# start of Extracted data

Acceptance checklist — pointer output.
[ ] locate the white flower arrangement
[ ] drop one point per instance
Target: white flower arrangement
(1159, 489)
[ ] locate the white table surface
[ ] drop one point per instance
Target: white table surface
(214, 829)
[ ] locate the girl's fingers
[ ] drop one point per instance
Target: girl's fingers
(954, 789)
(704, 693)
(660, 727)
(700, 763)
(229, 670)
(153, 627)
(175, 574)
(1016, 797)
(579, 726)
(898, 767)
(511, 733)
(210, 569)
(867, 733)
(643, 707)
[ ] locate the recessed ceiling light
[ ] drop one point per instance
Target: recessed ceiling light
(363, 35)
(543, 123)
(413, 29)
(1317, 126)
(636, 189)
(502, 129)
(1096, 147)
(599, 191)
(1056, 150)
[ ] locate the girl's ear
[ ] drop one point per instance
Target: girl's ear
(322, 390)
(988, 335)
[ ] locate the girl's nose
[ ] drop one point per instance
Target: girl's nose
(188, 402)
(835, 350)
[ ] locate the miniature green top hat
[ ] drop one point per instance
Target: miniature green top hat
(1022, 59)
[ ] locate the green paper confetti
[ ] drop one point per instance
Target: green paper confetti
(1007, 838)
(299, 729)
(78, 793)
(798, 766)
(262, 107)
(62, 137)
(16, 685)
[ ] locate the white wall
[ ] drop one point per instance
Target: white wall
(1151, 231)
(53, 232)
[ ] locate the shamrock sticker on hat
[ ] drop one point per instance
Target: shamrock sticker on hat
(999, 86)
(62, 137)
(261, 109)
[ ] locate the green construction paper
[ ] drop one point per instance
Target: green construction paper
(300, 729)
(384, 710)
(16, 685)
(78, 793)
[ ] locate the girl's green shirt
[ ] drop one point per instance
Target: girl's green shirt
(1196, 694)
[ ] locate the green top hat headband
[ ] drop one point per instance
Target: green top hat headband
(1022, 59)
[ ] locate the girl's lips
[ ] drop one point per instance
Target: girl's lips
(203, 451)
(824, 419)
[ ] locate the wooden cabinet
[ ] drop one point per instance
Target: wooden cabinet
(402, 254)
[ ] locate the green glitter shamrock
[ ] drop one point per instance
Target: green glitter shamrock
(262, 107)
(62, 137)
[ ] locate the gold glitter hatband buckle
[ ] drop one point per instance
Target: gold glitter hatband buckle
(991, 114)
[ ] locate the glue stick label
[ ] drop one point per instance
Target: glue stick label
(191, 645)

# end of Extracted data

▶ What is needed:
Reproduce every line of the listing from the line with "[ ] locate the girl's lips" through the end of the listing, requests included, multiplying each point coordinate by 0.45 and rounding to the nearest whole number, with halves rounded up. Give only those lines.

▶ Solution to the problem:
[ ] locate the girl's lips
[ ] drop one point per instance
Target: girl's lips
(91, 203)
(371, 189)
[ ] locate the wooden cabinet
[ ] drop one point per instance
Target: wooden cabinet
(181, 114)
[ ] locate the green glitter shamrock
[ ] drop one point per instance
Target: green glitter shamrock
(118, 48)
(28, 62)
[ ] locate the gold glitter hatband buckle
[ ] drop one point per instance
Target: gold glitter hatband buckle
(446, 51)
[ ] locate the glue stick label
[ ] drop one point per instance
Target: glue stick label
(86, 290)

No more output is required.